_Supplied passage:_
Kinda like how we deal with dog shootin` threads.


----------



## GaLaw2 (Dec 26, 2010)

Any animal with rabies stops eating as the sickness advances. shoot it!


----------



## redneckacorn (Dec 26, 2010)

Treehuggers and PETApanzies everywhere, do what you gotta do and do it alone and don't tell anyone. This ain't the same place we lived in 20 years ago, there are people out there that will see you proscecuted for killing any dog or cat for animal cruelty. It's insane and ridiculous but it is what we have come too.


----------



## bfriendly (Dec 27, 2010)

ambush80 said:


> They have a saying in Montana about dealing with bad grizzly bears: "Shoot, shovel and shut up."



SSS


----------



## Flaustin1 (Dec 27, 2010)

They say the same thing in colorado about Mtn. Lions.  X 2 on the catch dog.  Have it tested then see what it can do.


----------



## Miguel Cervantes (Dec 27, 2010)

bfriendly said:


> SSS


 
That means something completly different in the barracks..


----------



## breampole (Dec 30, 2010)

§ 4-8-5. Cruelty To Dogs; Authorized Killing Of Dogs 


(a) No person shall perform a cruel act on any dog; nor shall any person harm, maim, or kill any dog, or attempt to do so, except that a person may: 

(1) Defend his person or property, or the person or property of another, from injury or damage being caused by a dog; or 

(2) Kill any dog causing injury or damage to any livestock or poultry.

(b) The method used for killing the dog shall be designed to be as humane as is possible under the circumstances. A person who humanely kills a dog under the circumstances indicated in subsection (a) of this Code section shall incur no liability for such death.

(c) This Code section shall not be construed to limit in any way the authority or duty of any law enforcement officer, dog or rabies control officer, humane society, or veterinarian.


----------



## JRigs (Jan 3, 2011)

ambush80 said:


> They have a saying in Montana about dealing with bad grizzly bears: "Shoot, shovel and shut up."



What he said.  SSS


----------



## txsteele (Feb 5, 2011)

ambush80 said:


> They have a saying in Montana about dealing with bad grizzly bears: "Shoot, shovel and shut up."



Thank you   SSS

That's what we say here in Texas too


----------

_Data shown:_
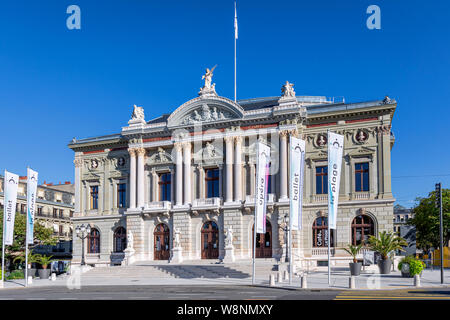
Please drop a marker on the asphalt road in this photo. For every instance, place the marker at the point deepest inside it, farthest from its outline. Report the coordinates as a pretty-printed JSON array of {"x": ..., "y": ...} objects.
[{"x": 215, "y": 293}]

_The task:_ Print everything in the forum thread about killing dogs from "## redneckacorn (Dec" down to "bfriendly (Dec 27, 2010)", word for word.

_Exercise result:_
## redneckacorn (Dec 26, 2010)

Treehuggers and PETApanzies everywhere, do what you gotta do and do it alone and don't tell anyone. This ain't the same place we lived in 20 years ago, there are people out there that will see you proscecuted for killing any dog or cat for animal cruelty. It's insane and ridiculous but it is what we have come too.


----------



## bfriendly (Dec 27, 2010)